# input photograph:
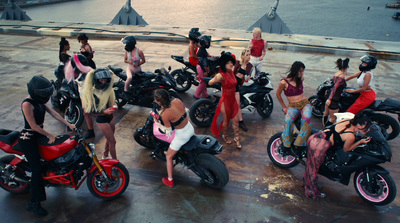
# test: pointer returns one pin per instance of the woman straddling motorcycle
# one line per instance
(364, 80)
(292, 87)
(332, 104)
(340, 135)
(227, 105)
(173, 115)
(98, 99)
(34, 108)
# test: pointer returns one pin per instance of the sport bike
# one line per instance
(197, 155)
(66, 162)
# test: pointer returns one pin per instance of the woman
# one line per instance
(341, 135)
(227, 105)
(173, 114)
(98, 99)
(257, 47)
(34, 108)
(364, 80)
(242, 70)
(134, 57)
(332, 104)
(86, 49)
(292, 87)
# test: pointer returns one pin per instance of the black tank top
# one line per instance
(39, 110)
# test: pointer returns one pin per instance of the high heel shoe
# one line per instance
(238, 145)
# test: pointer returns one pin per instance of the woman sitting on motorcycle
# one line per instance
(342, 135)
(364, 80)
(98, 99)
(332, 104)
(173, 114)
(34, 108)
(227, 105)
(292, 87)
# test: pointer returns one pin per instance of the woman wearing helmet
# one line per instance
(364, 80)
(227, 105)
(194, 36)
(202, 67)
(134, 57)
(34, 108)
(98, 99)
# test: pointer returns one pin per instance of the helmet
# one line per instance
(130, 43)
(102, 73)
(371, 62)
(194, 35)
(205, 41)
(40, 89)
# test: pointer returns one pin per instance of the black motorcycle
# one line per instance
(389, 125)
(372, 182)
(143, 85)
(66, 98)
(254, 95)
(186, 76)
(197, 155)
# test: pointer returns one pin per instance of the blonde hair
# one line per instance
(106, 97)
* * *
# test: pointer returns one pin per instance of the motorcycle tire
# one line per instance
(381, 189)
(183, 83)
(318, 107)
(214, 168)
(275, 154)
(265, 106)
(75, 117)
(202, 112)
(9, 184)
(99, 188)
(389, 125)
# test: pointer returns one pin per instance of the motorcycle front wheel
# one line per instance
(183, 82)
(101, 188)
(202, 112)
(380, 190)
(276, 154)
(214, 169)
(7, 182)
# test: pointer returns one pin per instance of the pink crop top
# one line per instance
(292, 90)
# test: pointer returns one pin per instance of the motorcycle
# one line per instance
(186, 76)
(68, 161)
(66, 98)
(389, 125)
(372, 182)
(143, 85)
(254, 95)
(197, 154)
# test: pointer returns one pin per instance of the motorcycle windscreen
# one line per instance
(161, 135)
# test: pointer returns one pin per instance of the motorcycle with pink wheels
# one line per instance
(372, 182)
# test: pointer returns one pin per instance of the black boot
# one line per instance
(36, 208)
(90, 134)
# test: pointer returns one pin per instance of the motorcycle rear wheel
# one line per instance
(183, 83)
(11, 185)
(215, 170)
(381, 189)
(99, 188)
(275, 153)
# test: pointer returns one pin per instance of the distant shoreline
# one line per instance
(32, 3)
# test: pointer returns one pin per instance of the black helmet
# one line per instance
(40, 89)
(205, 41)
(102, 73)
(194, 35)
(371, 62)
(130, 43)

● Task objective: From the data above, extract each line that contains the string "pink", treating uppercase and lowercase letters as different.

● Answer:
# test: pointer returns one pin per instance of the pink crop top
# test: pointer returns one pin per instance of the motorcycle with pink wheels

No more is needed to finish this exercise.